In the researcher profiles, which university awarded Carol Phua her Master of Science in Fisheries & Aquaculture?

Text extract:
* START *

Andrés Felipe Suárez-Castro

I am an environmental research scientist, with formal education in ecology and spatial analysis. I have focused on studying the effect of landscape change on biodiversity and natural resources, and the science-policy interface for ecosystem services and biodiversity to inform landscape planning.  Currently, I am using high-resolution spatial data to estimate how land management actions could reduce sediment and nutrient runoff to the ocean and how that could translate to improved water quality on coral reefs.

Carol Phua

Carol Phua is the Global Coral Reef Initiative Manager & the Global MPA Lead for WWF’s Oceans Practice. In her current role, she leads and manages the Coral Reef Rescue Initiative on behalf of the partners (University of Queensland, Rare, Wildlife Conservation Society, Blue Ventures, CARE International, Vulcan Inc and WWF). The Initiative which builds on the work led by the CRE lab (50 Reefs), is led by Prof. Ove Hoegh-Guldberg for the University of Queensalnd.

Ms Carol Phua

Carol has been with WWF for over 16 years, and in that time, she has initiated, set up and managed national, regional and global programmes. She started her WWF career at the European Policy Office working on European marine and fisheries policy, and then moved back to the Netherlands to join WWF Netherlands where she led development of  the WWF Sharks & Rays Initiative and managed the MPA Action Agenda and & MPA Action Group. While with WWF Netherlands she was seconded to WWF Malaysia as Head of Marine and set up the WWF Malaysia Marine Programme. She is also the lead author and editor of the Living Blue Planet Report (link:, the co-author of the Dutch Good Fish Guide (North Sea Foundation) and founder of Ocean Witness. Carol has a Bachelor of Applied Sciences (Hons) in Natural Systems & Wildlife Management from the University of Queensland and Master of Science in Fisheries & Aquaculture from Wageningen University.

* END *

Source material:

* START *

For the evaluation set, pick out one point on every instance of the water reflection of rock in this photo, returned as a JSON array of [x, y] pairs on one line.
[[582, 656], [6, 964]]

* END *

Expected answer:
Wageningen University